== MATERIAL SHOWN
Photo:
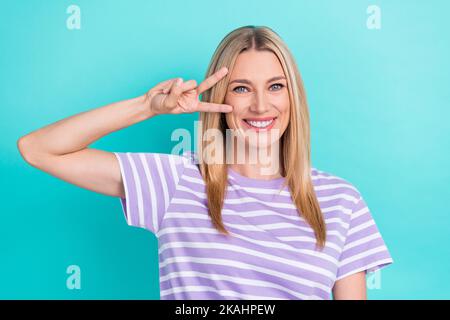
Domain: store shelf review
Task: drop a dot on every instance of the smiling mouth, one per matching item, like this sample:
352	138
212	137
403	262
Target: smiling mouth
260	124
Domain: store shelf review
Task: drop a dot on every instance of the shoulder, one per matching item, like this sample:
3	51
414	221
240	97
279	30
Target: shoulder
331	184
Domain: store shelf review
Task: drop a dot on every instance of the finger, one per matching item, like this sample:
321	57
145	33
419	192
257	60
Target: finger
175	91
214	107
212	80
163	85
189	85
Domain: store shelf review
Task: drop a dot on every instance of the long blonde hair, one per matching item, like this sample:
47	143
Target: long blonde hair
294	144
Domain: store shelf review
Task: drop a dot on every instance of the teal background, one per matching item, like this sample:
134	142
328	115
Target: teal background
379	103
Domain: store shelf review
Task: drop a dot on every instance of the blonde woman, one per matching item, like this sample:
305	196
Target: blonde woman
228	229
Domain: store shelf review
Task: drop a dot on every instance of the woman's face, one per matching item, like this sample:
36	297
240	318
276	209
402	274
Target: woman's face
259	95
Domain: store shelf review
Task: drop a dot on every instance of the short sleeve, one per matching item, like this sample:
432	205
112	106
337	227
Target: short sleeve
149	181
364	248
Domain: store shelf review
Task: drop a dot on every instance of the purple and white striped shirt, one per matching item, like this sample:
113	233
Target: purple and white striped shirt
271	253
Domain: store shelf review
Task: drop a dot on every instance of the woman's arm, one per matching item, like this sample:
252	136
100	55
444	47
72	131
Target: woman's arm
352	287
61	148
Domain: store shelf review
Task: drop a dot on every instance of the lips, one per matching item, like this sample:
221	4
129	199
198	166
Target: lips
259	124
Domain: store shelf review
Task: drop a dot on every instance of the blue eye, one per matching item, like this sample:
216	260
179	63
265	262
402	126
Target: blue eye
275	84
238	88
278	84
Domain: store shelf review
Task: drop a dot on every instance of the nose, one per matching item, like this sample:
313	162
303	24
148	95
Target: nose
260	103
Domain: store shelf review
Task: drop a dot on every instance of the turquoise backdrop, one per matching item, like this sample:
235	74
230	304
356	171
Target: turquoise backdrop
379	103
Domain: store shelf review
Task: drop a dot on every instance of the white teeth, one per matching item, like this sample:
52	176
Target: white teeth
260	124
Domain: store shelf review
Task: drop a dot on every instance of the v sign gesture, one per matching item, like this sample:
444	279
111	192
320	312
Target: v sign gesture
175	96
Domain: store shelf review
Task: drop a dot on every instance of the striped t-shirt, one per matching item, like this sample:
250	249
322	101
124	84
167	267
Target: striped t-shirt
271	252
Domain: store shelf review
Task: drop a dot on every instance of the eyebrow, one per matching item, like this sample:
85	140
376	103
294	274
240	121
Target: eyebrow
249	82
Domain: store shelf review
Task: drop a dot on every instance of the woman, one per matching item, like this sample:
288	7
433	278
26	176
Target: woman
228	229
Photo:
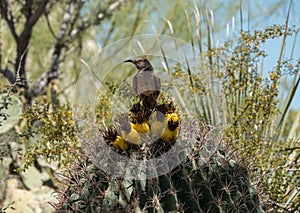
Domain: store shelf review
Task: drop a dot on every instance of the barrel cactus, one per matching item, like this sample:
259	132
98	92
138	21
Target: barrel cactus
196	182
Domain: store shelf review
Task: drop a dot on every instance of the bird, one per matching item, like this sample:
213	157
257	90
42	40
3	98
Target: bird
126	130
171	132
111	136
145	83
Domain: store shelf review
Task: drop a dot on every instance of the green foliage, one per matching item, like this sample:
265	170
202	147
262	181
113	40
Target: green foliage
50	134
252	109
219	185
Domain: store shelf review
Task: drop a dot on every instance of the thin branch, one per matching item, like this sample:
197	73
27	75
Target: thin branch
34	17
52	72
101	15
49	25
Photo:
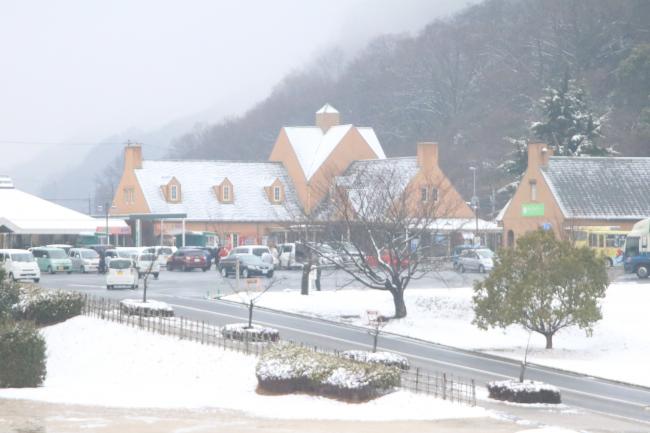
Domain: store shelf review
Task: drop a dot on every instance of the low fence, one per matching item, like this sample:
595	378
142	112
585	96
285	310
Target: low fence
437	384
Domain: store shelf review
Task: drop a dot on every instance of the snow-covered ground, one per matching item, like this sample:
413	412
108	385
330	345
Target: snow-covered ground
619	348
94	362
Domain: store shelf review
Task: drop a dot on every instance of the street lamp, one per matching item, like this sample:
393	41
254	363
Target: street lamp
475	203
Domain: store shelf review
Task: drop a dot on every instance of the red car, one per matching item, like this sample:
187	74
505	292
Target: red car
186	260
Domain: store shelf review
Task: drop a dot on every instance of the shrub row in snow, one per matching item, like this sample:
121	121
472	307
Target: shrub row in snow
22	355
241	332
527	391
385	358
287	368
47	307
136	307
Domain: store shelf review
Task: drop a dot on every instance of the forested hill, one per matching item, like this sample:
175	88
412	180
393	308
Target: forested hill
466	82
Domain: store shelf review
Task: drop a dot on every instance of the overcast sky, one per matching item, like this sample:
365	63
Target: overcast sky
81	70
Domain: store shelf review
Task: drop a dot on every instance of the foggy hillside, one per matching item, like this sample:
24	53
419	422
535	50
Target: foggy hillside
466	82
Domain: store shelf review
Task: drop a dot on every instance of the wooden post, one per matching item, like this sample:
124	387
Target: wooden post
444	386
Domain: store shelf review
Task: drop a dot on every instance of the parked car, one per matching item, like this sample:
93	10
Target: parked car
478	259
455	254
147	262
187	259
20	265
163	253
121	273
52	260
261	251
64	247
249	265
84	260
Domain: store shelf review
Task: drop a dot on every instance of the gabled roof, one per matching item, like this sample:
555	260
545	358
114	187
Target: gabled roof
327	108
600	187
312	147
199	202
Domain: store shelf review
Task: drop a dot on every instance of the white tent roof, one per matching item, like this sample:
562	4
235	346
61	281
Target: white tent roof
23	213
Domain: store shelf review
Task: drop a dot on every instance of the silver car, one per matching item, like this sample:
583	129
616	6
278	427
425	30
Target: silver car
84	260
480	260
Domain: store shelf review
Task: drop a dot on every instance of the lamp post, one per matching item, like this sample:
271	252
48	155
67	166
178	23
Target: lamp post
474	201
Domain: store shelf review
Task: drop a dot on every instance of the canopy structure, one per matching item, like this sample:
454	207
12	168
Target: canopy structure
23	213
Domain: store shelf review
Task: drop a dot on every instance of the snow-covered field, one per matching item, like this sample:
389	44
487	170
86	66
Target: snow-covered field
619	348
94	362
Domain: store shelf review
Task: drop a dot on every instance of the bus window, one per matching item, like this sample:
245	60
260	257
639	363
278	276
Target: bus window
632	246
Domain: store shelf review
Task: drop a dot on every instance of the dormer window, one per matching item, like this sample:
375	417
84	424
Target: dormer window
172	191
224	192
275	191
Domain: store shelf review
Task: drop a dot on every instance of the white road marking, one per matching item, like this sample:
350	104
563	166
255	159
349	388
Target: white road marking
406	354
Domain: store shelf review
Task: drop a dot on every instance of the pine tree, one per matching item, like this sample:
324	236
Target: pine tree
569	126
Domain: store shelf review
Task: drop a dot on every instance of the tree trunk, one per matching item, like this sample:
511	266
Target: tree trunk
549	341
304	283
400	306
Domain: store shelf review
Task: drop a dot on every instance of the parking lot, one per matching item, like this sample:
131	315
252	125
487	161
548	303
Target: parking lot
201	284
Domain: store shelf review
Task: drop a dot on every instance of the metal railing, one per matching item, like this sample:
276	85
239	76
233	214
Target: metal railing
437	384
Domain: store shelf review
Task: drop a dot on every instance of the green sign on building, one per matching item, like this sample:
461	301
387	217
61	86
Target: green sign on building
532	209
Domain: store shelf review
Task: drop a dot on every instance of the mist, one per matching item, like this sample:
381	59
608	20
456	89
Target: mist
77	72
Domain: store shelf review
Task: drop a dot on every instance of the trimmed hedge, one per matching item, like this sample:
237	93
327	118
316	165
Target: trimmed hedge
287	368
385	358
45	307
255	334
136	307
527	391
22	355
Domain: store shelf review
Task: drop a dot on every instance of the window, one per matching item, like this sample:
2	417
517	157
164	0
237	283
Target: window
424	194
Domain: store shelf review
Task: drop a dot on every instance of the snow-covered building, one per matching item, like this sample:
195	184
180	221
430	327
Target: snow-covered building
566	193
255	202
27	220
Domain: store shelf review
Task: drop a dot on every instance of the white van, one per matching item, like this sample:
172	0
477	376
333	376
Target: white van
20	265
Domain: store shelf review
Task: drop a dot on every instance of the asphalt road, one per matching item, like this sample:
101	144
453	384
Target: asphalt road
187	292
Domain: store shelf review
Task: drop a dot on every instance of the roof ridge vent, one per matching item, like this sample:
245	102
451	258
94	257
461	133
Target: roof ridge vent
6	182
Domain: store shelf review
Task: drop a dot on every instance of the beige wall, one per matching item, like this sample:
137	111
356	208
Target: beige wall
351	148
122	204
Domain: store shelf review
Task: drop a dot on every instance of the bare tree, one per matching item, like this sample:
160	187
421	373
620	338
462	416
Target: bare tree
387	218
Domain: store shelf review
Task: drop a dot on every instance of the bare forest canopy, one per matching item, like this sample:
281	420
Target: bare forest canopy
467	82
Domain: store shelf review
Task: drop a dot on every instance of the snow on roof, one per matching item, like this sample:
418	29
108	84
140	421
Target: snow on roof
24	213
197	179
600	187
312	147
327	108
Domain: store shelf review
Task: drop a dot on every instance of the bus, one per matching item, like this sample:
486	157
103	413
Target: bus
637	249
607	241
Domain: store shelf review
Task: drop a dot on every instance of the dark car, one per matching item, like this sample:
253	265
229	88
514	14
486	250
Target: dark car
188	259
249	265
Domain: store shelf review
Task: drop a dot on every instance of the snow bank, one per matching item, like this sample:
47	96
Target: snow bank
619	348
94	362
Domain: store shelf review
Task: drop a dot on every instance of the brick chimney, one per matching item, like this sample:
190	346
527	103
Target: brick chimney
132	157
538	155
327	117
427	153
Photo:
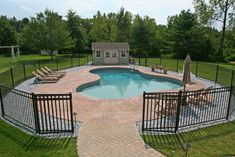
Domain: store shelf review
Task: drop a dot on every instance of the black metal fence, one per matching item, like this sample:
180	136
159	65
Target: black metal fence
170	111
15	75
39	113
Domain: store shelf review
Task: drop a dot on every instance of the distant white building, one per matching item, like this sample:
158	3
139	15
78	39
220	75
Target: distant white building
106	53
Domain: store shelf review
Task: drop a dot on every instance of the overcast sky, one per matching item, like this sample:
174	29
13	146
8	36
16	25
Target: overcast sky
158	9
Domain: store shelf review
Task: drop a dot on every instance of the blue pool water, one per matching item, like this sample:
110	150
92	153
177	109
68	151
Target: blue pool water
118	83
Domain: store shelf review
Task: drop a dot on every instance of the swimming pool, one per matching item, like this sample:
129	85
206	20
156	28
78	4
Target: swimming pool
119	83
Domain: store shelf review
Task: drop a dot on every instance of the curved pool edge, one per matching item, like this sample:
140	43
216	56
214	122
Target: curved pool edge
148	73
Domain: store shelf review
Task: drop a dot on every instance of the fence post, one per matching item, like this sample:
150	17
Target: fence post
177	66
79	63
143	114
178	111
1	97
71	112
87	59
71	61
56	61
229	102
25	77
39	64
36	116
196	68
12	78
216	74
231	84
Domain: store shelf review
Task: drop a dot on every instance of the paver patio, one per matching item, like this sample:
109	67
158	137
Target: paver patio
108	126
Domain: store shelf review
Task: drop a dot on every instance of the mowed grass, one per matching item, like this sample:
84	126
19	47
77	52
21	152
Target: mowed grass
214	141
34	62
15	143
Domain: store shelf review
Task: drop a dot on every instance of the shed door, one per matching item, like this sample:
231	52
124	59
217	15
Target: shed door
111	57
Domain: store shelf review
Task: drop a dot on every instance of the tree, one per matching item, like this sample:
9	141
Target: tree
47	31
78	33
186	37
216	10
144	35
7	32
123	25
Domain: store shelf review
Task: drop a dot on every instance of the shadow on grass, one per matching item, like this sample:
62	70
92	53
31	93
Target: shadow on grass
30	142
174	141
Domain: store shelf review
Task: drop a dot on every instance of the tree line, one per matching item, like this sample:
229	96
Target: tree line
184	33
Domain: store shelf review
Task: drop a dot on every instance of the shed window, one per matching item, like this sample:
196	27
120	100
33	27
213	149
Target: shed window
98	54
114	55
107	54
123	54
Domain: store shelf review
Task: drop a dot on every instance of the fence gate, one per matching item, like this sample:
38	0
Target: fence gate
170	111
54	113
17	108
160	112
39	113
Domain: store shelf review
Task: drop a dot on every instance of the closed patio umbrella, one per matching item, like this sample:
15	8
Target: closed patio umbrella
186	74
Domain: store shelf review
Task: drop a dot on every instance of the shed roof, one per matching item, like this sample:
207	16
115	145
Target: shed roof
====
== PROBLEM DESCRIPTION ==
Transcribe each line of the data above, unaltered, from the one where "Target: street lamp" appears to the one where "Task: drop a dot on every instance of the shrub" appears, inclusive of both.

== EXERCISE ANSWER ==
Target: street lamp
475	203
Domain: store shelf review
Task: drop a dot on every instance of the red car, one per matching item, like this sample:
187	74
505	292
Target: red car
186	260
Domain: store shelf review
Task: drop a dot on every instance of the shrub row in snow, one per matching item, like this sample:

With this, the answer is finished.